**Provided data:**
-.-.-
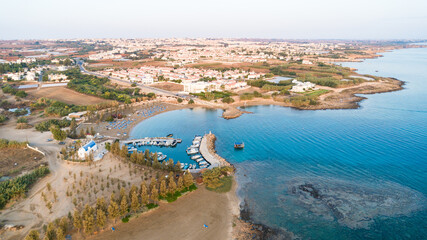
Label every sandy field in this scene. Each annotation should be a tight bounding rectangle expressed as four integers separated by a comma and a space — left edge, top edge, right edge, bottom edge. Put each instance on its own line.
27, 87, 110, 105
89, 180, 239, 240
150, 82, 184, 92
-.-.-
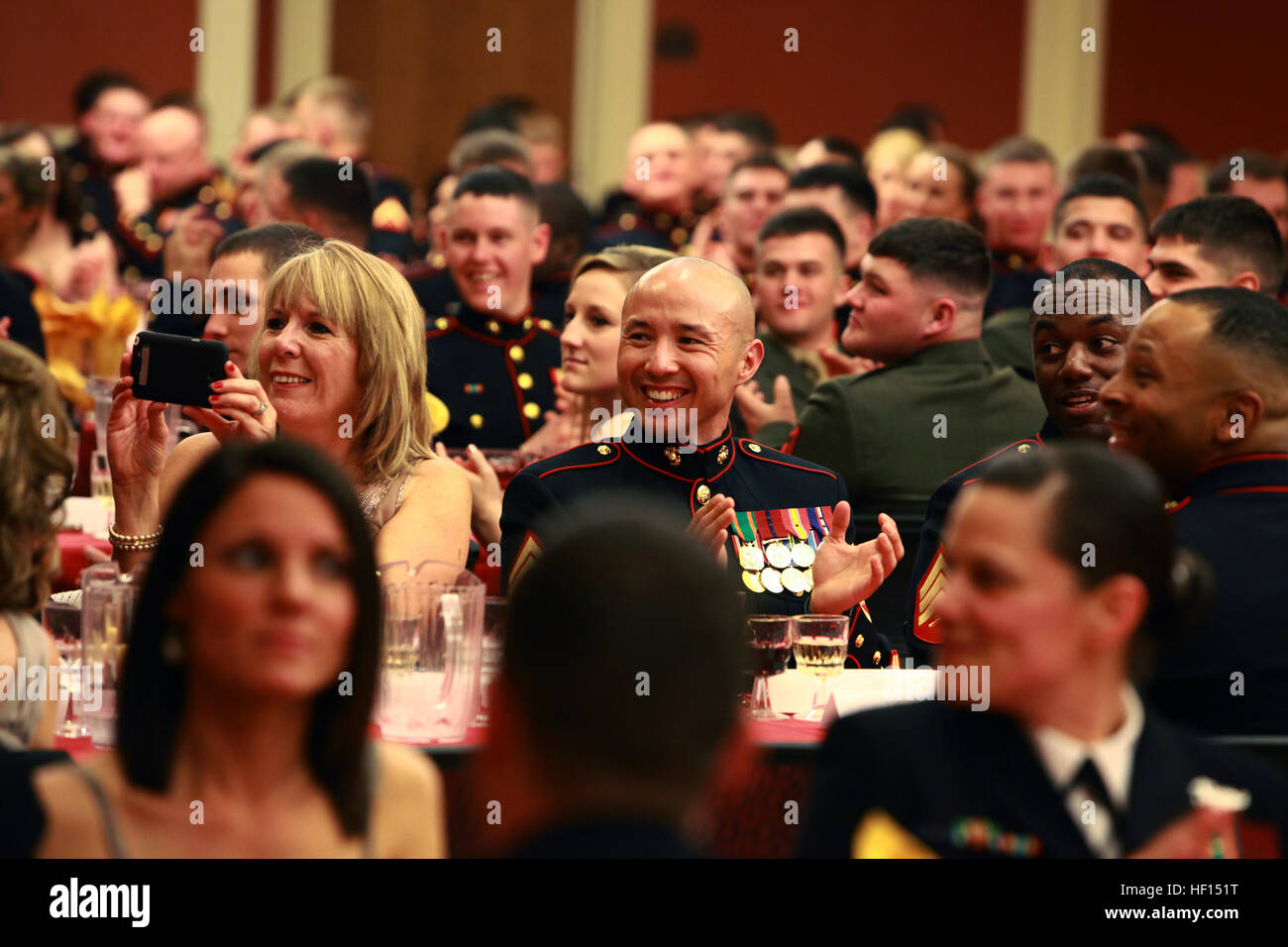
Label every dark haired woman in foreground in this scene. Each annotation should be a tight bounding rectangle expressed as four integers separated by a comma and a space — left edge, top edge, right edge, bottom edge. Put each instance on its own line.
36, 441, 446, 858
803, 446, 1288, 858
-.-.-
List every line from the rows above that includes the word "sandy".

Label every sandy field in this scene. Each annotation should be a tight bounding rectangle expressed as four integers separated by a comma and a space — left edge, top edge, right edge, bottom edge. Put each instance on its own line.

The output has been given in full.